### PASSAGE GIVEN
******

The Oscar-winning U.S. documentary ''The Cove'' about a controversial dolphin hunt in a western Japanese town ended its opening day screening at six theaters in Japan on Saturday, without major disruptions despite protests that caused earlier screenings to be canceled.

With police officers patrolling around the theaters in Hachinohe, Sendai, Tokyo, Yokohama, Kyoto and Osaka, no major turmoil has been reported so far.

In Tokyo's Shibuya Ward, Theatre Image Forum said all three screenings for the day were full. ''We are relieved that we could run the screenings without incident,'' the 108-seat theater said in a released statement.

In Yokohama city, seven people who appeared to be right-wing group members gathered in front of Yokohama New Theatre and protested against the showing. A 48-year-old man who claims to be a key member of the group said, ''Its content is anti-Japanese and tramples Japanese culinary culture.''

While around 10 police officers were on watch near the theater, three civic group members were showing a sign that read, ''It's quite all right to show The Cove.''

The film opened at 10 a.m., drawing roughly 50 spectators. ''I just wanted to watch this film before giving a thought to the controversy over it,'' a 64-year-old woman said.

A 57-year-old man said he does not oppose dolphin hunts but came to the Yokohama theater to watch the movie ''fraught with various problems.''

Eighteen other cinemas in 16 prefectures plan to screen the film in the days to come.

A 24-year-old graduate school student from Tsukuba, Ibaraki Prefecture, said after watching the film in Yokohama, ''It was really cruel to see the seawater run so red with the dolphins' blood, and I could become aware of what I had not known. The film will provide opportunities to consider right and wrong of dolphin hunting.''

He added, however, ''I thought it focuses only on what its producers wanted to say, while paying less attention to fishermen's views.''

The film, which shows the traditional dolphin hunt in Taiji, Wakayama Prefecture, was originally scheduled to be screened at 26 theaters across Japan starting June 26.

But it has drawn criticism from some Japanese groups claiming it is anti-Japanese. They have intimidated theaters that planned to show the film and led three of the theaters in Tokyo and Osaka to cancel screenings.

According to its Japanese distributor, Unplugged Inc., four of the six theaters showing the film on Saturday were targets of street protests or were intimidated. Of the four, two in Tokyo and Yokohama successfully applied for a court injunction against civic groups staging protests around the theaters.

******

### DATASET CONTENT

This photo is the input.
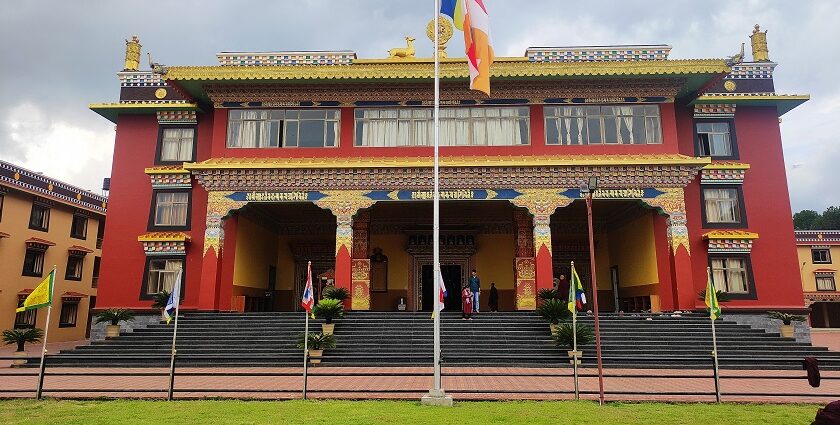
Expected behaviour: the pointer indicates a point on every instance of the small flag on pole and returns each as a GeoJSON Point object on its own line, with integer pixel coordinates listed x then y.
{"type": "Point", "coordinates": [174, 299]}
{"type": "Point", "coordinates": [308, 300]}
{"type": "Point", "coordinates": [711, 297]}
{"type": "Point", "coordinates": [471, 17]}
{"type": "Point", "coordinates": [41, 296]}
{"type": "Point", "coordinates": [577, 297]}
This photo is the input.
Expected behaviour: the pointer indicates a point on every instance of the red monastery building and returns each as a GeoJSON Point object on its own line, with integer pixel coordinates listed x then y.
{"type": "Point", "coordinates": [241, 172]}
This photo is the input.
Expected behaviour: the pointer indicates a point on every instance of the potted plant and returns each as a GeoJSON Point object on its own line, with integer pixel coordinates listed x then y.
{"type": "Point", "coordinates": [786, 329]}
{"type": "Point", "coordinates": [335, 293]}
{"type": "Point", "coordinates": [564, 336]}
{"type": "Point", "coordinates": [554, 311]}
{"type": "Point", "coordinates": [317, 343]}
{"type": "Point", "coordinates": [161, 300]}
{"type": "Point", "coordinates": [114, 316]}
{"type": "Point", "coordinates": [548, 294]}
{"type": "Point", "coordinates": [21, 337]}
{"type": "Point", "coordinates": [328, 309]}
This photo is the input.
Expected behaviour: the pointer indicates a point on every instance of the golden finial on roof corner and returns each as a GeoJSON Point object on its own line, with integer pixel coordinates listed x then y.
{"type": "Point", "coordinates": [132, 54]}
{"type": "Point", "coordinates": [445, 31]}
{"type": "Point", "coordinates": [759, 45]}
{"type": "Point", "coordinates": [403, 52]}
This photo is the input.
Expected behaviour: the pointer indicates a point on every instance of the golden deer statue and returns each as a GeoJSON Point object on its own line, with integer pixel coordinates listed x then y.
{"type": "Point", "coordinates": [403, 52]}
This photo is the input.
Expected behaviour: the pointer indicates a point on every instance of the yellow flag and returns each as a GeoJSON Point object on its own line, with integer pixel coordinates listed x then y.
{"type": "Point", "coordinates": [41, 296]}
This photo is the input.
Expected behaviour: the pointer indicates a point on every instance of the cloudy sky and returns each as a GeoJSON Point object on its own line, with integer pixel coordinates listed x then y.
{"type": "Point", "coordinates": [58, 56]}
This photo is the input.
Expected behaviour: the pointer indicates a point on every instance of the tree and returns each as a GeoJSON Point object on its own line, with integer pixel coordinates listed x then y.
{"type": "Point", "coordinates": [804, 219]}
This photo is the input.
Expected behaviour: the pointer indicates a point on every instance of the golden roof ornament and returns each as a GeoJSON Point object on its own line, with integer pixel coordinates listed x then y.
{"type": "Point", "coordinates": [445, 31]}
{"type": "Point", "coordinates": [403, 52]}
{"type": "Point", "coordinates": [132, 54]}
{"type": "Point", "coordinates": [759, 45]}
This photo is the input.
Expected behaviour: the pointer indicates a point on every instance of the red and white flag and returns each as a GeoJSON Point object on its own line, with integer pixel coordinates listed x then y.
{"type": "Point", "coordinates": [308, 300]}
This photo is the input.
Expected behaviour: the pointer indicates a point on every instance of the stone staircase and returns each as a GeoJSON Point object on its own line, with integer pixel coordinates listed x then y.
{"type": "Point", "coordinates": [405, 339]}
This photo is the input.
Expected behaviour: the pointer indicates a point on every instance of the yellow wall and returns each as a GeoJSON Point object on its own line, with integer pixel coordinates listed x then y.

******

### TASK REQUIREMENTS
[a] Write out the part of the article on The Cove's Japanese opening that begins at the words "In Yokohama city, seven" and stops after "64-year-old woman said.".
[b] In the article on The Cove's Japanese opening, how many seats does Theatre Image Forum have?
[c] Which cities does the article on The Cove's Japanese opening name as having police patrols around the theaters showing the film on Saturday?
The listing has nothing to do with the article on The Cove's Japanese opening.

### EXPECTED OUTPUTS
[a]
In Yokohama city, seven people who appeared to be right-wing group members gathered in front of Yokohama New Theatre and protested against the showing. A 48-year-old man who claims to be a key member of the group said, ''Its content is anti-Japanese and tramples Japanese culinary culture.''

While around 10 police officers were on watch near the theater, three civic group members were showing a sign that read, ''It's quite all right to show The Cove.''

The film opened at 10 a.m., drawing roughly 50 spectators. ''I just wanted to watch this film before giving a thought to the controversy over it,'' a 64-year-old woman said.

[b] 108 seats.

[c] Hachinohe, Sendai, Tokyo, Yokohama, Kyoto, Osaka